▶ [Instructions to follow] Report every line of the listing below that contains the string "dark", copying each such line in full. Matching is case-sensitive.
=== Material for the task ===
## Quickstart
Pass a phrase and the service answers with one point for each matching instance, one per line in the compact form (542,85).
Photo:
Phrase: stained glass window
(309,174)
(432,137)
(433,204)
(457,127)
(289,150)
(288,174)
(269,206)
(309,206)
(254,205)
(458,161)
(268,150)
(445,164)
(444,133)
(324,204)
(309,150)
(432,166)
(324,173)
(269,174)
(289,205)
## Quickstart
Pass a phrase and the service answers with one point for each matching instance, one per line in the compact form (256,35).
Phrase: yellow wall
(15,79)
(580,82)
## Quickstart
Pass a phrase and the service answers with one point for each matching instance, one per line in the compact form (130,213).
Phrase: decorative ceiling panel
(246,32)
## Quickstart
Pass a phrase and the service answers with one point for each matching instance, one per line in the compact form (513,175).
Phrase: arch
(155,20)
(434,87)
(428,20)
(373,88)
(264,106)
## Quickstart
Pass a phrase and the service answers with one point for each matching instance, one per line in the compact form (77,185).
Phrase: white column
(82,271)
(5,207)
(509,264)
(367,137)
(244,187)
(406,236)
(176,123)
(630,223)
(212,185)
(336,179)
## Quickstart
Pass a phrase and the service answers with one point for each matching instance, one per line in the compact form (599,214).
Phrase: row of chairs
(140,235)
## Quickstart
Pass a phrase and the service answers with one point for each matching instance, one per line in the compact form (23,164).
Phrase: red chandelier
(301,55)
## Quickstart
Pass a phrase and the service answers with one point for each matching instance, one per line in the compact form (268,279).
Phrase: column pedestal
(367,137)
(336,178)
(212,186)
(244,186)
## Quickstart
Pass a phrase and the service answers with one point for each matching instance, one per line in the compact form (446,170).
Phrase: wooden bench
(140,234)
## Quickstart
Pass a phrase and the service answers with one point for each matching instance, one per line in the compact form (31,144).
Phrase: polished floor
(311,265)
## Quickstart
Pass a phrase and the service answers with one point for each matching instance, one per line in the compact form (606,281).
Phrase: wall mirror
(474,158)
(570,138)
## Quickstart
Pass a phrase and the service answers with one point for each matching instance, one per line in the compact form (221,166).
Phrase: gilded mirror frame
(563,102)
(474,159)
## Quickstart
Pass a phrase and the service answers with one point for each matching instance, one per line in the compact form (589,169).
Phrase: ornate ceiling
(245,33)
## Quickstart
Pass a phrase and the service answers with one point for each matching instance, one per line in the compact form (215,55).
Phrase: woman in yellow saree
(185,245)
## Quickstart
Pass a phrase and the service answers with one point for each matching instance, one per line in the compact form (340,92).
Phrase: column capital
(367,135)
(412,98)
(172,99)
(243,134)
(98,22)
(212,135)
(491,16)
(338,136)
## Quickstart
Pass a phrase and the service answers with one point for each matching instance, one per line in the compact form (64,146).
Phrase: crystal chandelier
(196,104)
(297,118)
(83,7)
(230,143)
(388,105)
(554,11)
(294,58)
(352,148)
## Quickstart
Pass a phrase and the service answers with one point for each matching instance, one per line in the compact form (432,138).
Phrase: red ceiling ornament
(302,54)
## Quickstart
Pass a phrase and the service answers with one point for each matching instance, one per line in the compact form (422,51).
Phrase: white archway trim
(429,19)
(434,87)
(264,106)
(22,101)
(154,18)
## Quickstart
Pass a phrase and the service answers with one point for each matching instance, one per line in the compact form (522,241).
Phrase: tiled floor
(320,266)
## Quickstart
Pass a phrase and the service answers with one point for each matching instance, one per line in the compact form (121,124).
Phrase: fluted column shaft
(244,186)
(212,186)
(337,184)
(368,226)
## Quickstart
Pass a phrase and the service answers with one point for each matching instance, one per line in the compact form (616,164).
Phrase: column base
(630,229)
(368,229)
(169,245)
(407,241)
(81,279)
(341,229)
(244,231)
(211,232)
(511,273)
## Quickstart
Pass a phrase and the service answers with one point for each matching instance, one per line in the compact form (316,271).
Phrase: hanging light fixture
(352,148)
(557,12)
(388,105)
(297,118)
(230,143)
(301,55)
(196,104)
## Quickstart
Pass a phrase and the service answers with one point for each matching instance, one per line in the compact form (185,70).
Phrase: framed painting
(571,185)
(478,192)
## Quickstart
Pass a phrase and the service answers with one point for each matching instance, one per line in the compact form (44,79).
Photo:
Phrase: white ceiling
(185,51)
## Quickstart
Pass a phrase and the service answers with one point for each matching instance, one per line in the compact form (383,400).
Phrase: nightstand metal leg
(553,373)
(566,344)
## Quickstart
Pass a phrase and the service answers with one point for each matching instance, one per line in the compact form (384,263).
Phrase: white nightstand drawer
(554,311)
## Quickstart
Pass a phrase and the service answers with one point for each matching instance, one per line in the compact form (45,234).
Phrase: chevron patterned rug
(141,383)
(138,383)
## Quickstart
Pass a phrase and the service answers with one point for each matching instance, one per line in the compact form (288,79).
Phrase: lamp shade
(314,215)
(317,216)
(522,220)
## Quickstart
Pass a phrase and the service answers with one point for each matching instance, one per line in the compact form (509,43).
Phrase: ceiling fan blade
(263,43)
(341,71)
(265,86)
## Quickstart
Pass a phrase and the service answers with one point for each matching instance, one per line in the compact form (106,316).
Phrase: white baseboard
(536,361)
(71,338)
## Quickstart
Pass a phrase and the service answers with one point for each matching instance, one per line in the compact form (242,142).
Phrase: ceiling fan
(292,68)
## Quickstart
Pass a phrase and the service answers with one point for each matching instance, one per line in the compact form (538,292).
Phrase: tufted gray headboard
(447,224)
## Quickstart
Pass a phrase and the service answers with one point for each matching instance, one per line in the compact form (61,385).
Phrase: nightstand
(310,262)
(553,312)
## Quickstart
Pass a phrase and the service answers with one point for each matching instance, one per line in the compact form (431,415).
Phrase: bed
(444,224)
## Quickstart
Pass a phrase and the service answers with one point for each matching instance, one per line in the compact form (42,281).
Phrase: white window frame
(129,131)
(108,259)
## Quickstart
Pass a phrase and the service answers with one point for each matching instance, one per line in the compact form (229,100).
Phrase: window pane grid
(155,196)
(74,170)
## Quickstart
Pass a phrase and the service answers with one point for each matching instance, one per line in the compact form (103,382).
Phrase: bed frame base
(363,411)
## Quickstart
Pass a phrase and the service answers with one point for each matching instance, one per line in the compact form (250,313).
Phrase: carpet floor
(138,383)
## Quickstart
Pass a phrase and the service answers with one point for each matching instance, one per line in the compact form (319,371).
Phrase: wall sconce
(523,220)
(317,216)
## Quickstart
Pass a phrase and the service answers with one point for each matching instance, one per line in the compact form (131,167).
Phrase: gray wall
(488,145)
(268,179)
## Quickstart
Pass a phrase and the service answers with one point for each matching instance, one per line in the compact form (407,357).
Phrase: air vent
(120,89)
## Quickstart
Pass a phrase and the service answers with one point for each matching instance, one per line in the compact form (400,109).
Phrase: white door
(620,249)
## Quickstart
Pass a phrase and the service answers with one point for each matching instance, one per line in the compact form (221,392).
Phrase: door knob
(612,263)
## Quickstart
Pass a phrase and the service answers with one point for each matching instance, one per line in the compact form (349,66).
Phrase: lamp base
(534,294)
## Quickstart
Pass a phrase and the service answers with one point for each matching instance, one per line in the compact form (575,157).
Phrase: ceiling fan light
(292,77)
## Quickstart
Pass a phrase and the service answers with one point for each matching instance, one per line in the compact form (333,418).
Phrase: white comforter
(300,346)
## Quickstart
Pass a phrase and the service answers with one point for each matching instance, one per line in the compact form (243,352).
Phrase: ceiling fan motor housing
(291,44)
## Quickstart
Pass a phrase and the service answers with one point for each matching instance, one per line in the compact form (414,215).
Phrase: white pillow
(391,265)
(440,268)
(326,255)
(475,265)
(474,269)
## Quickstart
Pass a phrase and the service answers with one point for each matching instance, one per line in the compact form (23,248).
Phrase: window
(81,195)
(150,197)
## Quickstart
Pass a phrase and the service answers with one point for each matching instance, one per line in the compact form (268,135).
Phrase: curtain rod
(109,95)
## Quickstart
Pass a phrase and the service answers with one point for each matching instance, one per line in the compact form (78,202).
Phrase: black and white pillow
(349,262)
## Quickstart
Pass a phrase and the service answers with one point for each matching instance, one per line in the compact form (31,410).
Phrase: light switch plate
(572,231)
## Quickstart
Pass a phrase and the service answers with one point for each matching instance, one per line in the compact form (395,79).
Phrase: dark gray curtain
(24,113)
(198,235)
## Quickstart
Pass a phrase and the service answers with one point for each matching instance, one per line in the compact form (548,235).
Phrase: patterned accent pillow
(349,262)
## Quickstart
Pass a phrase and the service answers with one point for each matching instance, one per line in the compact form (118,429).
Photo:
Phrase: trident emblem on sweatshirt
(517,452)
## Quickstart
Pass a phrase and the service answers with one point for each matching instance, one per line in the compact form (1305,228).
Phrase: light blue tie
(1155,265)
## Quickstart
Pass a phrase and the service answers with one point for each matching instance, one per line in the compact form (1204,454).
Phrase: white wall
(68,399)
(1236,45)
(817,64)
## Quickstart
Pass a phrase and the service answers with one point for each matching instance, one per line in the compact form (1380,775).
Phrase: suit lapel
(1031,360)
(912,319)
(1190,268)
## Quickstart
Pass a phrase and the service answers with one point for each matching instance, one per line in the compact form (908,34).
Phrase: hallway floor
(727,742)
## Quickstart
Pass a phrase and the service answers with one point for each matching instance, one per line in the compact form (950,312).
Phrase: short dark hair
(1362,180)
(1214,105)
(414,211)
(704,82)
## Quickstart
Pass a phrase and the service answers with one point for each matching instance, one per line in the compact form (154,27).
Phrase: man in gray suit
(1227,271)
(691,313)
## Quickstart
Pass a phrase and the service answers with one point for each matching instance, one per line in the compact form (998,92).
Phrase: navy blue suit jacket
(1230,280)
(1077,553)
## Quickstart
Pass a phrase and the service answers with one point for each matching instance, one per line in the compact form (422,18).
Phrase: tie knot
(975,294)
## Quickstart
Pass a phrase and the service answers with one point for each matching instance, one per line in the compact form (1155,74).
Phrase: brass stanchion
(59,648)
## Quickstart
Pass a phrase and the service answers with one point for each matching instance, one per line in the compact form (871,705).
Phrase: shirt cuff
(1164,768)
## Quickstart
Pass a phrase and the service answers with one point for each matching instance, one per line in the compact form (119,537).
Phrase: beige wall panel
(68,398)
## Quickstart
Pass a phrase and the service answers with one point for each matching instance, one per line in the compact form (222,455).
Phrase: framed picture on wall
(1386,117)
===
▶ [Solution to this problem]
Phrase: dark gray curtain
Phrase: short dark hair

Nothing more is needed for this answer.